Data listing =
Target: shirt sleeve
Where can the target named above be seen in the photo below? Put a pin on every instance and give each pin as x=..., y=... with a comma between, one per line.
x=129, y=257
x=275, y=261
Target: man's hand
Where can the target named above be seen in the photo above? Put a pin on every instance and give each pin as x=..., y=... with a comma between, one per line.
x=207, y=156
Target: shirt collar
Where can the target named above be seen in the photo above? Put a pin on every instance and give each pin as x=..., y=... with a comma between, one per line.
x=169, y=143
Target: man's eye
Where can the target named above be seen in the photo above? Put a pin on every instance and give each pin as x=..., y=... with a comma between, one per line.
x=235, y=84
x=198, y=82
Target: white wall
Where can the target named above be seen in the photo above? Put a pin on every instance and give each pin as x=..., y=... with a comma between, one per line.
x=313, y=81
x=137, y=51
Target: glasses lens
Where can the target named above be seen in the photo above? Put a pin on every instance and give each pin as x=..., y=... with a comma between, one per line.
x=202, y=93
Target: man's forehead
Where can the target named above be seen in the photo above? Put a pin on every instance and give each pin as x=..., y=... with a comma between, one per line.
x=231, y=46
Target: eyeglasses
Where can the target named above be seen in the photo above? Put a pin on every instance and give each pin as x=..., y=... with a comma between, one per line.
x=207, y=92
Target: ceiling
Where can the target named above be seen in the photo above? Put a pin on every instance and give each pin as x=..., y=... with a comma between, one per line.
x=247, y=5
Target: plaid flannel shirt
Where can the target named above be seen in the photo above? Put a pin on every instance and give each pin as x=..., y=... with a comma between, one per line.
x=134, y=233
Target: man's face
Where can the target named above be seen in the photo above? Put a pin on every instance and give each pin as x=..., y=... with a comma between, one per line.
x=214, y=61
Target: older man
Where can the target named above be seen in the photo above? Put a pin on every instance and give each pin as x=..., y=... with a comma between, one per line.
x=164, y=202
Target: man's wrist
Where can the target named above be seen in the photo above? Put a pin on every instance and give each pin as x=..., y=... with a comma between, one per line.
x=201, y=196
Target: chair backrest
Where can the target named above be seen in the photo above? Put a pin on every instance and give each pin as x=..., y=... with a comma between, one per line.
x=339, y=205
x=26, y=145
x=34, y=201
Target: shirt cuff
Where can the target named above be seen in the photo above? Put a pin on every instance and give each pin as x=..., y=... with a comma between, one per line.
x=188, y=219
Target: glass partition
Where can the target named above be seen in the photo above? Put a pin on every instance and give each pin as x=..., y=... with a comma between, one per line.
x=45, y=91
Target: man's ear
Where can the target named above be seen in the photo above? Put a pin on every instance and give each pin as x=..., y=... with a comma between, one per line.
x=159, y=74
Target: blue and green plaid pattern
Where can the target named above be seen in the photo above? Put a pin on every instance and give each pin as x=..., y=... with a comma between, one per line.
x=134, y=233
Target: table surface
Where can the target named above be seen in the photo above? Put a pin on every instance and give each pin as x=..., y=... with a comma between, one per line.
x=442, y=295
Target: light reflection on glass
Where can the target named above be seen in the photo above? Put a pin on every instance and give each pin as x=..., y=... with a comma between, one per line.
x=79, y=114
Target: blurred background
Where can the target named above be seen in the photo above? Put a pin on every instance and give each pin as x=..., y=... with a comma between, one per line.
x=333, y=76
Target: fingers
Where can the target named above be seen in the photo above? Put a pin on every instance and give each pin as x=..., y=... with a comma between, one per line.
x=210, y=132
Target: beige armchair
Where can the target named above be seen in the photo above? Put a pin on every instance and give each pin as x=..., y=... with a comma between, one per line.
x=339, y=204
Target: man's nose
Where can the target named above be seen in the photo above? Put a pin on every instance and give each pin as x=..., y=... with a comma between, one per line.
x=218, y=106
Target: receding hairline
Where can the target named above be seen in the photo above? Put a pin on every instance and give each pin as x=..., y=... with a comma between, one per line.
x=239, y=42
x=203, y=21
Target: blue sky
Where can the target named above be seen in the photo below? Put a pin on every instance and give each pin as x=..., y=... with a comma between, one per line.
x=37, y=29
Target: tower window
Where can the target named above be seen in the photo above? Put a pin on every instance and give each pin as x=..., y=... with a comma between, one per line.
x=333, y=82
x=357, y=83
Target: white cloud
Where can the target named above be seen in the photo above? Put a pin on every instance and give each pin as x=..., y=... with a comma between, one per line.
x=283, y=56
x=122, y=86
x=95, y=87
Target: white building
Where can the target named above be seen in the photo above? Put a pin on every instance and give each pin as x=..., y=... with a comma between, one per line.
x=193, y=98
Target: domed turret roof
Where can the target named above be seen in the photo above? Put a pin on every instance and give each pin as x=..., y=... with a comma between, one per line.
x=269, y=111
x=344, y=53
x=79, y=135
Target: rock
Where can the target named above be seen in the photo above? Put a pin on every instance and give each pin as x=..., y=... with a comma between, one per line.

What you are asked to do =
Would you output all of the material exactly as it reads?

Response box =
Target: shirt sleeve
Where can the target named above be seen in the photo below? Put a pin on every instance and give each pin as x=..., y=... with a comma between, one per line.
x=129, y=257
x=275, y=261
Target: man's hand
Where can the target named above be seen in the photo above? Put a pin on every instance and give each pin as x=..., y=... with a comma between, one per line.
x=207, y=156
Target: shirt collar
Where can the target named above be seen in the photo above? Put a pin on every instance and give each pin as x=..., y=... with a comma between, one per line.
x=169, y=143
Target: man's eye
Where can the target named above be seen in the photo above? Put a pin on every instance and give each pin as x=..., y=... with a comma between, one per line.
x=235, y=84
x=198, y=82
Target: white wall
Where can the target named above be seen in the photo above? Put a pin on every instance and give each pin as x=..., y=... with a comma between, one per line.
x=313, y=81
x=137, y=51
Target: glasses lens
Where can the target named above be seen in the photo above? Put a pin on every instance and give each pin as x=..., y=... with a comma between, one per line.
x=202, y=93
Target: man's forehead
Where can the target named above be seen in the photo above? Put a pin on every instance and give each pin as x=..., y=... with a comma between, one per line.
x=231, y=46
Target: eyeglasses
Where can the target named above be seen in the photo above? Put a pin on every instance and give each pin as x=..., y=... with a comma between, one per line.
x=207, y=92
Target: ceiling
Where can the target named above be seen in the photo above? Put a pin on every instance and give each pin as x=..., y=... with a comma between, one per line.
x=247, y=5
Target: plaid flannel shirt
Where can the target named above be seen in the photo above? Put a pin on every instance and give each pin as x=..., y=... with a comma between, one per line.
x=134, y=233
Target: man's face
Where can the target named above be seen in the photo above? Put a pin on every instance and give each pin as x=..., y=... with a comma between, one per line.
x=214, y=61
Target: older man
Where can the target named above be seen in the photo above? Put a pin on every instance and give each pin as x=..., y=... with a comma between, one per line.
x=164, y=202
Target: man's wrist
Where can the target named above be seen in the photo above? Put a pin on every instance and give each pin as x=..., y=... with a comma between, one per line.
x=201, y=196
Target: chair backrest
Where can the target named above be seen in the photo above? Put a pin on every instance and give each pin as x=..., y=... with a comma between, one per line.
x=339, y=205
x=26, y=145
x=34, y=201
Target: shirt cuff
Where can the target named above be seen in the photo above? Put a pin on every instance and give each pin as x=..., y=... with a comma between, one per line.
x=188, y=219
Target: glass partition
Where can the target named above be seen in the photo above? Put a pin on every instance and give each pin as x=..., y=... with a comma between, one per line.
x=45, y=91
Target: man's ear
Where can the target named above be seen in the photo above? Put a pin on every instance and give each pin as x=..., y=... with a comma between, one per line.
x=159, y=74
Target: blue and green plaid pattern
Where can the target named above be seen in the photo above? Put a pin on every instance and give each pin as x=..., y=... with a comma between, one per line.
x=134, y=233
Target: table surface
Where can the target named above be seen in the photo above? Put a pin on every instance and give each pin as x=..., y=... with a comma between, one per line.
x=442, y=295
Target: light reflection on glass
Where can the target named above be seen in the photo above? Put a pin on every instance and give each pin as x=..., y=... with a comma between, one per line.
x=79, y=114
Target: blurred background
Where can the target named above be seen in the photo above? Put a pin on every instance and give each pin as x=..., y=... with a comma between, one per line.
x=333, y=76
Target: fingers
Where can the target named above be seen in the photo above? Put a pin on every instance and give each pin as x=..., y=... with a comma between, one per line.
x=210, y=132
Target: beige armchair
Where can the target named above be seen in the photo above? Put a pin on every instance and give each pin as x=..., y=... with a comma between, one per line.
x=339, y=204
Target: man's nose
Where can the target named above be seen in the photo above? Put a pin on every instance and give each pin as x=..., y=... with a comma between, one per line.
x=218, y=106
Target: receding hairline
Where can the target named above be seen in the photo above? Put a pin on every instance and give each pin as x=..., y=... with a comma between, one per line.
x=239, y=42
x=203, y=21
Target: blue sky
Where can the target named above be seen in the photo below? Put a pin on every instance and give each pin as x=..., y=... with a comma between, one per line.
x=37, y=29
Target: tower window
Where can the target named above be seen in the photo above? Put a pin on every instance and give each pin as x=..., y=... with a comma between, one per line.
x=333, y=82
x=357, y=83
Target: white cloud
Where can the target named above be seen in the photo above? Put a pin on every instance and give each pin as x=..., y=... with a comma between, one per line.
x=283, y=56
x=122, y=86
x=95, y=87
Target: white building
Where can the target named above be seen in the photo above? Put a pin on every instance and give each pin as x=..., y=... with a comma between, one per line.
x=193, y=98
Target: domed turret roof
Where can the target named above be seen in the photo above? Put a pin on every instance and give each pin as x=..., y=... with a comma between, one per line.
x=269, y=111
x=344, y=53
x=79, y=135
Target: rock
Where can the target named above be seen in the photo above? Put a pin on every instance and give each pin as x=..., y=... with a comma between, one per line.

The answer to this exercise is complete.